── DATA SUPPLIED

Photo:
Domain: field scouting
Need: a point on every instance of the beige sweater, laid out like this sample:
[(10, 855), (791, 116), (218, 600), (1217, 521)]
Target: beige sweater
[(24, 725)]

────

### [WHAT YOU WILL DO]
This exercise calls for the line containing "[(10, 855), (791, 116), (218, 600), (1217, 521)]" and each line after it in the records, copied exactly.

### [ANSWER]
[(10, 855), (791, 116), (218, 600), (1217, 521)]
Target: beige sweater
[(24, 725)]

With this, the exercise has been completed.